- SET TASK 1:
In the commit notice below, how many files were changed and how many insertions were made?

══ PASSAGE GIVEN ══

This is an automated email from the ASF dual-hosted git repository.

kou pushed a commit to branch main
in repository https://gitbox.apache.org/repos/asf/arrow.git


The following commit(s) were added to refs/heads/main by this push:
     new 8974ddc5a5 GH-48425: [Ruby] Add support for reading dense union array 
(#48426)
8974ddc5a5 is described below

commit 8974ddc5a51c25c8f47054fd10c689d38320845a
Author: Sutou Kouhei <[email protected]>
AuthorDate: Thu Dec 11 07:06:53 2025 +0900

    GH-48425: [Ruby] Add support for reading dense union array (#48426)
    
    ### Rationale for this change
    
    It's a dense variant of union array.
    
    ### What changes are included in this PR?
    
    * Add `ArrowFormat::DenseUnionType`
    * Add `ArrowFormat::DenseUnionArray`
    
    ### Are these changes tested?
    
    Yes.
    
    ### Are there any user-facing changes?
    
    Yes.
    * GitHub Issue: #48425
    
    Authored-by: Sutou Kouhei <[email protected]>
    Signed-off-by: Sutou Kouhei <[email protected]>
---
 ruby/red-arrow-format/lib/arrow-format/array.rb    | 25 +++++++++++++++++++++
 .../lib/arrow-format/file-reader.rb                | 18 +++++++++++++++
 ruby/red-arrow-format/lib/arrow-format/type.rb     | 25 +++++++++++++++++++++
 ruby/red-arrow-format/test/test-file-reader.rb     | 26 ++++++++++++++++++++++
 4 files changed, 94 insertions(+)

═══
══ RECORD EXTRACTS ══

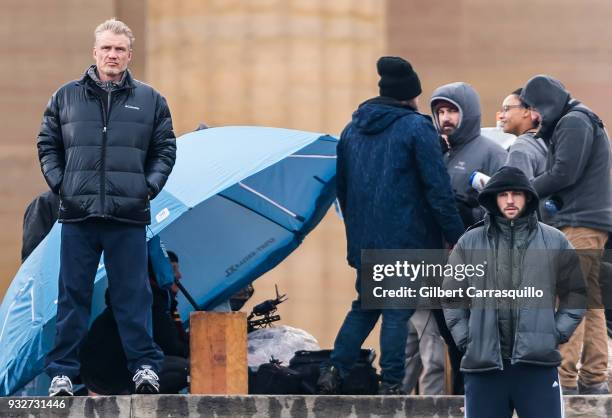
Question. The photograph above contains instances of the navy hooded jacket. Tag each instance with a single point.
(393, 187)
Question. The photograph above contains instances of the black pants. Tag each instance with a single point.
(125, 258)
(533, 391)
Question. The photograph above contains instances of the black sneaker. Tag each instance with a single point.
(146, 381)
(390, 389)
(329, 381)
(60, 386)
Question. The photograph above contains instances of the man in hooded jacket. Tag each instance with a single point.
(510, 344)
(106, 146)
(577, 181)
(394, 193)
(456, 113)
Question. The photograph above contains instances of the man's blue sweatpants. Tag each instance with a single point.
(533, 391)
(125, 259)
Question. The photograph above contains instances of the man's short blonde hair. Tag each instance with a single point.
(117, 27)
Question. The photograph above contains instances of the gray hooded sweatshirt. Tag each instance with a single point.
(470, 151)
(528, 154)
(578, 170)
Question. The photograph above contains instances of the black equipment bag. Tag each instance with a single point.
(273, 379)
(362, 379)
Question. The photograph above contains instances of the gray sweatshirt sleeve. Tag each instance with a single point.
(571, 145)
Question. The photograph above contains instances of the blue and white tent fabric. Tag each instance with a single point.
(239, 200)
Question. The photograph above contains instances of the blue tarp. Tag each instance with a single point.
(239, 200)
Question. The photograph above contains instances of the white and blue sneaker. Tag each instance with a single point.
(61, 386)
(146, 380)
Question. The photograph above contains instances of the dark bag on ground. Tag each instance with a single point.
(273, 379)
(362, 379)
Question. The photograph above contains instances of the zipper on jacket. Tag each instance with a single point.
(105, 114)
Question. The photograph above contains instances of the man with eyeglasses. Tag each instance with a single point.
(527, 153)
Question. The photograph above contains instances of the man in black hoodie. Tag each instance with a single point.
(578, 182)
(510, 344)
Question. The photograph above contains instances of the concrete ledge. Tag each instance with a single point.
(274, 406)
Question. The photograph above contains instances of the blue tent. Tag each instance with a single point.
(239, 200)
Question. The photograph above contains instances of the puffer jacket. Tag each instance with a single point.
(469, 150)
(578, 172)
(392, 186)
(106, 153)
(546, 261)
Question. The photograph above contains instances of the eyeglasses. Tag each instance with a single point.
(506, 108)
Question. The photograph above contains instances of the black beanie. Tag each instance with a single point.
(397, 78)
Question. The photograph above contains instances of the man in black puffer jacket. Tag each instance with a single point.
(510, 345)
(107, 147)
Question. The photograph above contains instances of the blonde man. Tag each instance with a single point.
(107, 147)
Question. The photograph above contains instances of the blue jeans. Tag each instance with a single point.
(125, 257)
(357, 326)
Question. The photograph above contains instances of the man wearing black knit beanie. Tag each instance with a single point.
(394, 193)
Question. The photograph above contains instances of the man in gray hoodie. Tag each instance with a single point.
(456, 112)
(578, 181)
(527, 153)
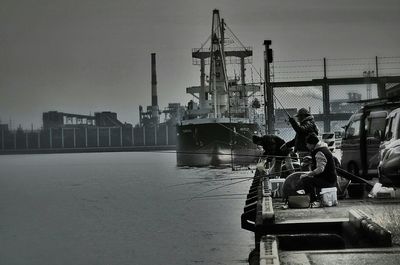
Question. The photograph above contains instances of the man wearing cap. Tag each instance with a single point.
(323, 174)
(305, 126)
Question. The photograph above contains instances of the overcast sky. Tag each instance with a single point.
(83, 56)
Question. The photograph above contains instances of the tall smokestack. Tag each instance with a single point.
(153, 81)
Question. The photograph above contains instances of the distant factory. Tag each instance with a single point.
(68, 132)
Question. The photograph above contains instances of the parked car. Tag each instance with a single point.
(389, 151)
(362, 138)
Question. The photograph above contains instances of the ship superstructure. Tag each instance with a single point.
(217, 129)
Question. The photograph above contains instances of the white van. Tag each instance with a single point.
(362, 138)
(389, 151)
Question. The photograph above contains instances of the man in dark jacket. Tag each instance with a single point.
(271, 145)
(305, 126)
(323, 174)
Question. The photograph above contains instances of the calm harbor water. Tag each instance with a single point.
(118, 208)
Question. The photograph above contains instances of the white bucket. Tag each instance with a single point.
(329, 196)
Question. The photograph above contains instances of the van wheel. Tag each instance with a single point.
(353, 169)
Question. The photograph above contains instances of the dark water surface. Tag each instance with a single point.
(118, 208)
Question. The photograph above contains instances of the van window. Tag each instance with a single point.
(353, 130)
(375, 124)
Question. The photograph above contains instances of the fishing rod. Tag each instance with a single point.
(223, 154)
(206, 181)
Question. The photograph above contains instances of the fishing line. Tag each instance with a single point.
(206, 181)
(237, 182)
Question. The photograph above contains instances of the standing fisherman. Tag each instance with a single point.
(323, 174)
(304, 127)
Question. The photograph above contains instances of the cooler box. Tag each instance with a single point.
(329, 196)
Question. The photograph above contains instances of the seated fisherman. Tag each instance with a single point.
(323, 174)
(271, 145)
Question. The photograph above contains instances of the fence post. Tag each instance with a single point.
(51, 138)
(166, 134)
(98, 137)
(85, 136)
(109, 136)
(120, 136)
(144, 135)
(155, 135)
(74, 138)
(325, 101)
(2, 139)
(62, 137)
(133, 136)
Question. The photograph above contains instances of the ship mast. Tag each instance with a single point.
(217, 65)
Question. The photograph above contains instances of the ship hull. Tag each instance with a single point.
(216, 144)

═══
══ RECORD EXTRACTS ══

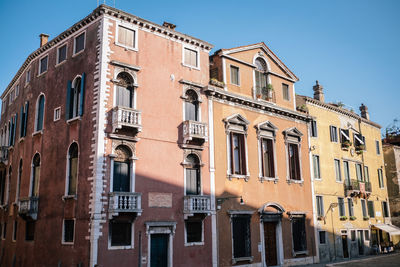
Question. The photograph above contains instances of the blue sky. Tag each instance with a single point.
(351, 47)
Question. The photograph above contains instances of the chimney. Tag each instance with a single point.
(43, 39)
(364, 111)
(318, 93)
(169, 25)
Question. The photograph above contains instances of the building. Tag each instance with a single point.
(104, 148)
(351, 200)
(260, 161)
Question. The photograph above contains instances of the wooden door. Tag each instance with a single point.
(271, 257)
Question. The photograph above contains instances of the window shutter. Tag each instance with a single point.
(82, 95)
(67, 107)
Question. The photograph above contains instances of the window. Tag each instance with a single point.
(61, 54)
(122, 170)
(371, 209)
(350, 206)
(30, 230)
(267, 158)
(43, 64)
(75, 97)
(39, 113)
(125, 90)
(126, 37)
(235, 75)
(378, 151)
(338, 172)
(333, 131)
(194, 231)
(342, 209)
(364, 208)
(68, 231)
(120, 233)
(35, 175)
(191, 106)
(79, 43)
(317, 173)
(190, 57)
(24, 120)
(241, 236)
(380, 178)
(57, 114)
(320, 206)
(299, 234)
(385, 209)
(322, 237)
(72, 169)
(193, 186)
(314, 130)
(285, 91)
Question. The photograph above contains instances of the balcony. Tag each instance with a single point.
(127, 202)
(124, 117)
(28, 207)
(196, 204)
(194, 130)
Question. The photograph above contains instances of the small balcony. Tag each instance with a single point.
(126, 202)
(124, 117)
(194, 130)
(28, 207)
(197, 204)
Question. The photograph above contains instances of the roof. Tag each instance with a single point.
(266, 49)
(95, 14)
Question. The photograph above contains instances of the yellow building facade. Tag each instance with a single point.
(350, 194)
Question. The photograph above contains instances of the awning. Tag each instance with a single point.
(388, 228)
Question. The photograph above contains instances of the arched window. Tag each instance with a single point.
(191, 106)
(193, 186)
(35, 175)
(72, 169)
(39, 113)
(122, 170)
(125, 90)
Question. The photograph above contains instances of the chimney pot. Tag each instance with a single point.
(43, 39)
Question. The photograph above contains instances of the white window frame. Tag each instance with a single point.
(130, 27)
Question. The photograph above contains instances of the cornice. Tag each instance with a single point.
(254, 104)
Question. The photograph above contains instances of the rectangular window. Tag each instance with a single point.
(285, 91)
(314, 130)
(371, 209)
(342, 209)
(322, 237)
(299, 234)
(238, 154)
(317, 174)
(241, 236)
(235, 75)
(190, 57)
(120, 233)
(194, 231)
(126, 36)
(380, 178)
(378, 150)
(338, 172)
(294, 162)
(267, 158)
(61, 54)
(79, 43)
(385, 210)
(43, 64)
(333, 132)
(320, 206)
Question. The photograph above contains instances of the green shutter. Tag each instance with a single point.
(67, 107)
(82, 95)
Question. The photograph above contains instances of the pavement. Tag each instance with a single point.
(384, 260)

═══

- SET TASK 2:
Collect every line of the entries above that contains the string "building", treating uppercase and lowercase as distinct.

- WRITTEN SOLUTION 1:
Four files were changed, with 94 insertions.

- WRITTEN SOLUTION 2:
Question. The photograph above contains instances of the building. Tag each instance with a single point.
Question. The photograph above contains instances of the yellow building facade. Tag each instance with a single point.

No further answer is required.